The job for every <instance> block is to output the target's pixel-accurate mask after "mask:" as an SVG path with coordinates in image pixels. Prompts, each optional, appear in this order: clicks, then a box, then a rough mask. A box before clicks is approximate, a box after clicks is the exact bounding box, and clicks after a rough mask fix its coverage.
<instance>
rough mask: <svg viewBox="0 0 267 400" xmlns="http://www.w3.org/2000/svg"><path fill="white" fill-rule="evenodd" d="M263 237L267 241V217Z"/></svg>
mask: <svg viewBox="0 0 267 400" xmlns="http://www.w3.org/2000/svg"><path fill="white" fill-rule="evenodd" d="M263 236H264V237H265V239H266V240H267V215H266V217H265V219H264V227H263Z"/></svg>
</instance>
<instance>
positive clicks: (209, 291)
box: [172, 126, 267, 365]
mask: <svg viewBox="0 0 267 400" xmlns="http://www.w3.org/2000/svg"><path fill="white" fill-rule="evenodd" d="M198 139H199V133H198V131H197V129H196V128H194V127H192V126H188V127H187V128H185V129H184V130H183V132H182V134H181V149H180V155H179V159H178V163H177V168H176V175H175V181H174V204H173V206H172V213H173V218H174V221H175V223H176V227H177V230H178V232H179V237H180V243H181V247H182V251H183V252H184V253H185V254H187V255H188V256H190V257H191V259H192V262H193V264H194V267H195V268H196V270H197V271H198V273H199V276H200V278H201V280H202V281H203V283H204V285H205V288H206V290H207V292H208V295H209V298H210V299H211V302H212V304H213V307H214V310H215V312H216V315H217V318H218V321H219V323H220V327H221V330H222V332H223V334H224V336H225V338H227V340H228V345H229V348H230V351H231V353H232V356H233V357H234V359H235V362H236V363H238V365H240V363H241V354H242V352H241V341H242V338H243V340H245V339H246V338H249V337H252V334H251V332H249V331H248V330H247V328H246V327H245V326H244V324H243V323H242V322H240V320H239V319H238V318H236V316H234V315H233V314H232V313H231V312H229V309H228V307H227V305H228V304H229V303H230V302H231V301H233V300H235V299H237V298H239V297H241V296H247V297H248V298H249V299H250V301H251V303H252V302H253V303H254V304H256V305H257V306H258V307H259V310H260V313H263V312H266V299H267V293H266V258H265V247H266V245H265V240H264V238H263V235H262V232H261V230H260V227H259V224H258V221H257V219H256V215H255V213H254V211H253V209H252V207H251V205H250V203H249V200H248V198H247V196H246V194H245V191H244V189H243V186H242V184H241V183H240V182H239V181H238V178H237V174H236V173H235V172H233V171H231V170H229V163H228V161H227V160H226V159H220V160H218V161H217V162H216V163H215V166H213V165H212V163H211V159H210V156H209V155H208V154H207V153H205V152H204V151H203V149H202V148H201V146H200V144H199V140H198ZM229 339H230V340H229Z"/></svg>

# Work required
All of the entries are to be transcribed exactly.

# Result of the exercise
The job for every <instance> block is to output the target's pixel-accurate mask after "mask:" as an SVG path with coordinates in image pixels. Prompts, each optional, appear in this order: clicks, then a box, then a rough mask. A box before clicks is approximate, a box after clicks is the exact bounding box, and clicks after a rough mask fix its coverage.
<instance>
rough mask: <svg viewBox="0 0 267 400" xmlns="http://www.w3.org/2000/svg"><path fill="white" fill-rule="evenodd" d="M263 237L267 241V217Z"/></svg>
mask: <svg viewBox="0 0 267 400" xmlns="http://www.w3.org/2000/svg"><path fill="white" fill-rule="evenodd" d="M263 236H264V237H265V239H266V240H267V215H266V217H265V219H264V227H263Z"/></svg>
</instance>
<instance>
positive clicks: (209, 291)
box: [172, 126, 267, 365]
mask: <svg viewBox="0 0 267 400" xmlns="http://www.w3.org/2000/svg"><path fill="white" fill-rule="evenodd" d="M198 139H199V133H198V131H197V129H196V128H194V127H192V126H188V127H187V128H185V129H184V130H183V132H182V134H181V149H180V155H179V159H178V163H177V168H176V175H175V181H174V204H173V206H172V213H173V218H174V221H175V223H176V227H177V230H178V232H179V237H180V243H181V247H182V251H183V252H184V253H185V254H187V255H188V256H190V257H191V259H192V262H193V264H194V267H195V268H196V270H197V271H198V273H199V276H200V278H201V280H202V281H203V283H204V285H205V288H206V290H207V292H208V295H209V298H210V299H211V302H212V304H213V307H214V310H215V312H216V315H217V318H218V321H219V323H220V327H221V330H222V332H223V334H224V336H225V338H227V340H228V345H229V348H230V351H231V353H232V356H233V357H234V359H235V362H236V363H238V365H240V363H241V354H242V352H241V341H242V338H243V340H245V339H246V338H249V337H252V334H251V332H249V331H248V330H247V328H246V327H245V326H244V324H243V323H242V322H240V320H239V319H238V318H236V316H234V315H233V314H232V313H231V312H229V309H228V307H227V305H228V304H229V303H230V302H231V301H233V300H235V299H237V298H239V297H241V296H247V297H248V298H249V299H250V301H251V303H252V302H253V303H254V304H256V305H257V306H258V307H259V310H260V313H263V312H266V299H267V293H266V258H265V247H266V245H265V240H264V238H263V235H262V232H261V230H260V227H259V224H258V221H257V219H256V215H255V213H254V211H253V209H252V207H251V205H250V203H249V200H248V198H247V196H246V194H245V191H244V189H243V186H242V184H241V183H240V182H239V181H238V178H237V174H236V173H235V172H233V171H231V170H229V163H228V161H227V160H226V159H220V160H218V161H217V162H216V163H215V166H213V165H212V163H211V159H210V156H209V155H208V154H207V153H205V152H204V151H203V149H202V148H201V146H200V144H199V140H198ZM229 339H230V340H229Z"/></svg>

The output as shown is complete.